● Opdracht 1
Noem de drie dingen die VLAM volgens het artikel over VLAM op het getouw zet.

● Artikel
○ ○ ○
Sinds een klein jaar – hij begon al halftijds in mei 2019 – is Filip Fontaine algemeen directeur van VLAM. Het werd door de coronacrisis een memorabel startjaar. Eind vorig jaar stelde Fontaine het veelbelovende jaarprogramma 2020 mee voor (www.vlam.be > Over ons > publicaties). Alle deelsectoren zouden, op hun manier, weer volop in de kijker komen te staan.
De consument ‘ziet’ VLAM niet echt, maar hoeft dat?
Al die mediacampagnes zijn inderdaad maar het topje van de ijsberg van wat VLAM allemaal doet. De consumenten, maar ook de land- en tuinbouwers, zien hiermee slechts een klein stukje van onze werking. Maar onze missie ligt niet bij onze naamsbekendheid. Het is de taak van VLAM om de producten van bij ons in het zonnetje te zetten. Producten van bij ons hebben een hoge kwaliteit, zijn heel veilig en duurzaam. Onze voedingsproducten zijn bovendien erg lekker. Ze moeten dan ook de appreciatie krijgen die ze verdienen. De spotjes, jingles en acties die we op het getouw zetten, zijn dan ook de resultante van het vele werk dat daaraan vooraf gaat. Ongeveer de helft van het promotiebudget spenderen we aan binnenlandse campagnes. Hierbij leggen we vooral het accent op gezonde en lokale voeding, we wakkeren een gezond chauvinisme aan. We richten onze boodschap rechtstreeks, maar via diverse kanalen, naar de consumenten. Dat zijn die ‘zichtbare’ mediaboodschappen. De laatste jaren investeren we aanzienlijk meer op online kanalen; met berichten afgestemd op een bepaalde doelgroep. Maar ook onze buitenlandse werking is erg belangrijk. Dit betekent de uitrol van een goede B2B-aanpak, met bijvoorbeeld beurzen, marktstudies en handelsmissies, maar ook individuele contacten opzetten met mogelijke afnemers. VLAM is ook een waar kennis- en expertisecentrum. De onderbouwing van de binnenlandse en buitenlandse campagnes gebeurt immers door grondig studiewerk. We kopen daarvoor marktstudies aan, bijvoorbeeld over het aankoopgedrag. We verzamelen zowel cijfers als inzichten waarom mensen een bepaald aankoopgedrag hebben. Je moet je doelpubliek immers door en door kennen. Met deze informatie kunnen we onder meer onze exportmissies uitstekend voorbereiden, een kader creëren voor exporteurs. Sommigen durven wel eens beweren ‘waarom werken er zoveel mensen bij VLAM?’, wel ik kan volmondig zeggen ‘daarom’. Specialisten verwerken de (internationale) marktcijfers, de B2B-collega’s kunnen de retailers perfect inlichten, de communicatiedienst werkt campagnes uit voor Lekker van bij ons… Dat gebeurt allemaal achter de schermen!
○ ○ ○
● Opdracht 2
Haal uit de lijst hieronder elke regel waarin het woord "standard" staat.

Aanwijsrecords voor benoemde objecten:
○ ○ ○
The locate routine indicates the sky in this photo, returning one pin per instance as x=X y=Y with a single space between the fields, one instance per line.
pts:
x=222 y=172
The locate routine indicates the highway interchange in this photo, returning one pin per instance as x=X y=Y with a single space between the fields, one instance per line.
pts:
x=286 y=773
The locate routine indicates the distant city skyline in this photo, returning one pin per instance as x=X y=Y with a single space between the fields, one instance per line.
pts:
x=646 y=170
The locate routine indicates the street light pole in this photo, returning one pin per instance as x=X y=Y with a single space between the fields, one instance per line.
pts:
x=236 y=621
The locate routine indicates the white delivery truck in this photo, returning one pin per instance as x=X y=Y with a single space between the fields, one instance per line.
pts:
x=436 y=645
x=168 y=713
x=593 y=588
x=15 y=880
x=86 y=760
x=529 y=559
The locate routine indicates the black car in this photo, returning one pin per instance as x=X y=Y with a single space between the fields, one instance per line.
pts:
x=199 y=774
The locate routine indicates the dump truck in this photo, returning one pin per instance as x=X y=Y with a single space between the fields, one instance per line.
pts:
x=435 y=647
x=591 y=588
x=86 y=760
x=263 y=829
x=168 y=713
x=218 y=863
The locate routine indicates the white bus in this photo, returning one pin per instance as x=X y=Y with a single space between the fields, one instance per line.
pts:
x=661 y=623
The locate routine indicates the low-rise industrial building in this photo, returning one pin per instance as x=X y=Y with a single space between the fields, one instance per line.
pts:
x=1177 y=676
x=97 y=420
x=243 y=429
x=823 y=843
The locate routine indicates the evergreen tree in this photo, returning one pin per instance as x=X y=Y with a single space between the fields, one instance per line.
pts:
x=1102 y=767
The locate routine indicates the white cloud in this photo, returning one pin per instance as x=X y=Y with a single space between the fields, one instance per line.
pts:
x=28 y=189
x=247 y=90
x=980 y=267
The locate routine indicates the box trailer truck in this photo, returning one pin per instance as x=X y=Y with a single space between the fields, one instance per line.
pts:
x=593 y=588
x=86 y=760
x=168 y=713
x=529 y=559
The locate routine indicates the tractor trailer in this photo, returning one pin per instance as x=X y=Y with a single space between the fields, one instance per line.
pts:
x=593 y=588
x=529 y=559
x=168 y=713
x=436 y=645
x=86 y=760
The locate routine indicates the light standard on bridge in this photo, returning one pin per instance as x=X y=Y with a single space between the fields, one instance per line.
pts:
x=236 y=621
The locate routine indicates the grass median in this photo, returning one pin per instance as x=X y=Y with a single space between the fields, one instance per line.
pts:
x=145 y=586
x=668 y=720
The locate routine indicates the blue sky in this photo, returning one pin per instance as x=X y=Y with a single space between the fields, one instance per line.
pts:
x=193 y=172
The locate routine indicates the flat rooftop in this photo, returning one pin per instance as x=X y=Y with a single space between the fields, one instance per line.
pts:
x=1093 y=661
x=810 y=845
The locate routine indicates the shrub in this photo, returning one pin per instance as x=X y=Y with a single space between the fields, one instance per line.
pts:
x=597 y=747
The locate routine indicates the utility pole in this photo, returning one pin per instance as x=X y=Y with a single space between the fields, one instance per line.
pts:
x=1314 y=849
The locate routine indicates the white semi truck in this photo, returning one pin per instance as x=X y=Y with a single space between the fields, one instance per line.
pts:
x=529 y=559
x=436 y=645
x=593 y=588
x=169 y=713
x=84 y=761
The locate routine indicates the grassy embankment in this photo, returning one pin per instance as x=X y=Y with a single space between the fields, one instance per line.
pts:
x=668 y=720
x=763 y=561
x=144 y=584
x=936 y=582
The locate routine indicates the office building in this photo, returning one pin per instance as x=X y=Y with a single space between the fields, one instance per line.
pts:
○ ○ ○
● Eindantwoord 1
Spotjes, jingles en acties.

● Eindantwoord 2
The locate routine indicates the light standard on bridge in this photo, returning one pin per instance as x=X y=Y with a single space between the fields, one instance per line.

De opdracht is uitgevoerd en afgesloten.